## Exercícios
**A.** Reescreva em forma de lista o parágrafo da reportagem sobre línguas inventadas que começa com "Leonardo começou a criar o teuto", mantendo os fatos principais.
**B.** Segundo a reportagem sobre línguas inventadas, quais idiomas João Paulo Berrêdo fala hoje?
**C.** De acordo com a reportagem sobre línguas inventadas, por que o mu lanc veio da mistura das línguas latinas? Responda em uma ou duas frases.

## Texto fornecido
• • • •
São Paulo, segunda-feira, 26 de janeiro de 2009

Texto Anterior | Próximo Texto | Índice

comportamento

Papo maluco

Jovens quebram a cabeça e inventam linguagens próprias para conversarem com os amigos ou darem voz a personagens de histórias fantásticas

DIOGO BERCITO
COLABORAÇÃO PARA A FOLHA

A cordo ortográfico? Que nada. Enquanto alguns quebram a cabeça para se adequar a novas regras da língua portuguesa, outros estão preocupados mesmo é em criar idiomas e modificá-los como bem entenderem. Para essa gente, tanto faz se a linguiça vai perder o trema. Por exemplo, no teuto, língua inventada por Leonardo Antonini, 23, a palavra para linguiça é outra, inclusive -"vorste".
Leonardo começou a criar o teuto em fevereiro de 2008. Hoje, o glossário do idioma já tem mais de mil palavras. "É uma língua do tronco indo-europeu", explica. "E a completei com um pouco de protogermânico, sânscrito, protocelta, protoiraniano, grego e outras línguas antigas. É claro, houve também muita imaginação para combinar tudo isso."
O mu lanc, criado por João Paulo Berrêdo, 21, teve outra origem -veio da mistura das línguas latinas, com as quais ele teve contato quando participava de um coral. O interesse resultou não só no novo idioma mas também no aprendizado dos que já existiam. Hoje, João fala espanhol, francês, inglês e alemão e pesquisa na internet sobre romeno, latim e italiano.
• • • •
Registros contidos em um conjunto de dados
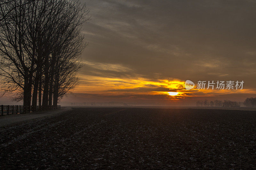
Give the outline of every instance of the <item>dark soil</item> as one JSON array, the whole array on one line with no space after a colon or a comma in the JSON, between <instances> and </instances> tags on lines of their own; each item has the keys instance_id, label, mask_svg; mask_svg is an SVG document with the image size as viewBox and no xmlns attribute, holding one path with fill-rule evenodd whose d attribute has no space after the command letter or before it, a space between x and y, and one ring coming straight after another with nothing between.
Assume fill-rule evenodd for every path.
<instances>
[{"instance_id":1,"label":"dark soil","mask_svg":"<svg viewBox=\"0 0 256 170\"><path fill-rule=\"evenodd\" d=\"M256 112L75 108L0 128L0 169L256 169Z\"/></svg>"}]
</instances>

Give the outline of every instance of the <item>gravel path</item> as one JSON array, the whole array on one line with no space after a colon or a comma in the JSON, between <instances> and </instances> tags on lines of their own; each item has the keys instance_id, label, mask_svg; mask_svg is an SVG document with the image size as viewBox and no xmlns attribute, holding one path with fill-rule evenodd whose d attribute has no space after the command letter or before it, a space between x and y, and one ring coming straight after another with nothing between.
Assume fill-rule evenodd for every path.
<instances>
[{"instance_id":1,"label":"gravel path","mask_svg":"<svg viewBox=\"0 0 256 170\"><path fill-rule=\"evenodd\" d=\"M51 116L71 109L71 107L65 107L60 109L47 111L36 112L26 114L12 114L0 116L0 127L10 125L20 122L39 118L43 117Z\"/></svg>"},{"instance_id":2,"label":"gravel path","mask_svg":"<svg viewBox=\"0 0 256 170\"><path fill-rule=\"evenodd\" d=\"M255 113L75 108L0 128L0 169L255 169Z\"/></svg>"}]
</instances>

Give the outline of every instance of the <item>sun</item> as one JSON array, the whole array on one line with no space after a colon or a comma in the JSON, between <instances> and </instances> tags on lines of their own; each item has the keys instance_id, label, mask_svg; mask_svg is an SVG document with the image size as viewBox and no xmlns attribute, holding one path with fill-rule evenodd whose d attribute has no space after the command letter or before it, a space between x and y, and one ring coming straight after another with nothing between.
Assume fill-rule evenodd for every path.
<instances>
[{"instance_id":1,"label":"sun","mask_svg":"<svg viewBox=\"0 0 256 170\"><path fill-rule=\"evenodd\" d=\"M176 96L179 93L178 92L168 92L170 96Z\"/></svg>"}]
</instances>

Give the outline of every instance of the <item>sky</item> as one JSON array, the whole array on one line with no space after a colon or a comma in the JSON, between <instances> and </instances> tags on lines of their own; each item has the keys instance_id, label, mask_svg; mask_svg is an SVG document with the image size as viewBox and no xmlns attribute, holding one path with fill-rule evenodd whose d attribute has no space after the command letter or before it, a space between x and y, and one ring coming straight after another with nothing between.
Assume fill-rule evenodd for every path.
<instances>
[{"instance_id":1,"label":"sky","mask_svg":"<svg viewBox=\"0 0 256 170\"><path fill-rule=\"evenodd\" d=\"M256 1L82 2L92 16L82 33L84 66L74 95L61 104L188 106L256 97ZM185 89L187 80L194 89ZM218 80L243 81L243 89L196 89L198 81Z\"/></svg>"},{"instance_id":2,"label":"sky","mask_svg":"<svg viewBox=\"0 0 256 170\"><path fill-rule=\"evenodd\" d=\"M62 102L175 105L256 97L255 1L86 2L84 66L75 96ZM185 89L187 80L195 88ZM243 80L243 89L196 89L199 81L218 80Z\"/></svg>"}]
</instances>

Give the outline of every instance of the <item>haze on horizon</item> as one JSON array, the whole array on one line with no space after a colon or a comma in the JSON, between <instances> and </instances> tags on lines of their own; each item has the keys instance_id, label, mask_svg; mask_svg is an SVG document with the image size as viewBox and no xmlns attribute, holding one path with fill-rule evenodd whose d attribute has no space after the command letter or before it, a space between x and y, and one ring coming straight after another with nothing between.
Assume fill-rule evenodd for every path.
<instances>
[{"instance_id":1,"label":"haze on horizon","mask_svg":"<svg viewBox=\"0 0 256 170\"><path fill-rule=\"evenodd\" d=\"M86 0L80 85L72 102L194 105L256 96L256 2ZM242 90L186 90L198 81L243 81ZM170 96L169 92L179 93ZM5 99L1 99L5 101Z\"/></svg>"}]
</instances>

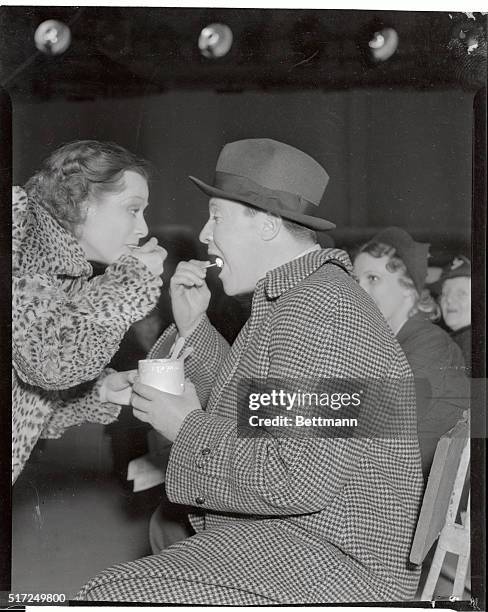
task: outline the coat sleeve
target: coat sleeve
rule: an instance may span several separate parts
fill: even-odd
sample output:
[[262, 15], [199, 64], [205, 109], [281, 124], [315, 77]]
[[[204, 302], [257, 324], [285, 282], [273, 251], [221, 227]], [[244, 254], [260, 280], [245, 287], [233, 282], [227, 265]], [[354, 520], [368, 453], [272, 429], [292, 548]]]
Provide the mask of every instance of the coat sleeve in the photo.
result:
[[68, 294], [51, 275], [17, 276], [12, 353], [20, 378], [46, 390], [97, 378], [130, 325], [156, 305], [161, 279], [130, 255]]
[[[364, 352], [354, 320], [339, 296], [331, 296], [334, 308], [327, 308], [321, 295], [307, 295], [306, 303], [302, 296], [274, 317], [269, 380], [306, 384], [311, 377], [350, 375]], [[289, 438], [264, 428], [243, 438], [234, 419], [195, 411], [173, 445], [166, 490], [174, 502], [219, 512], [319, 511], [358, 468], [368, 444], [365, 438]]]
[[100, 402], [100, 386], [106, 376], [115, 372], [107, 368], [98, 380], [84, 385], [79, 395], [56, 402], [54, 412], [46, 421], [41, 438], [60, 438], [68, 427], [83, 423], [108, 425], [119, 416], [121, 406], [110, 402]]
• • • •
## Respostas
**A.**
- Leonardo começou a criar o teuto em fevereiro de 2008.
- O glossário do idioma já tem mais de mil palavras.
- É uma língua do tronco indo-europeu.
- Foi completada com um pouco de protogermânico, sânscrito, protocelta, protoiraniano, grego e outras línguas antigas.
- Houve também muita imaginação para combinar tudo isso.

**B.** Espanhol, francês, inglês e alemão.

**C.** O mu lanc veio da mistura das línguas latinas porque seu criador, João Paulo Berrêdo, teve contato com elas quando participava de um coral.